Activity:
The lines from the one holding "Study the photo" to the end of the records below, exactly as written, are the only thing to return.

Entries provided:
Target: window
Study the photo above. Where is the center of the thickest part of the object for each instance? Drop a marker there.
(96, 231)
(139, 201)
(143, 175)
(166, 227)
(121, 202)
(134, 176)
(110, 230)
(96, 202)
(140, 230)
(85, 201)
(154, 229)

Result of the task:
Study the photo above. Where is the center of the thickest part of the object for each instance? Drop a marker there.
(96, 231)
(139, 201)
(143, 175)
(166, 227)
(121, 202)
(134, 176)
(110, 230)
(96, 202)
(140, 230)
(85, 201)
(154, 229)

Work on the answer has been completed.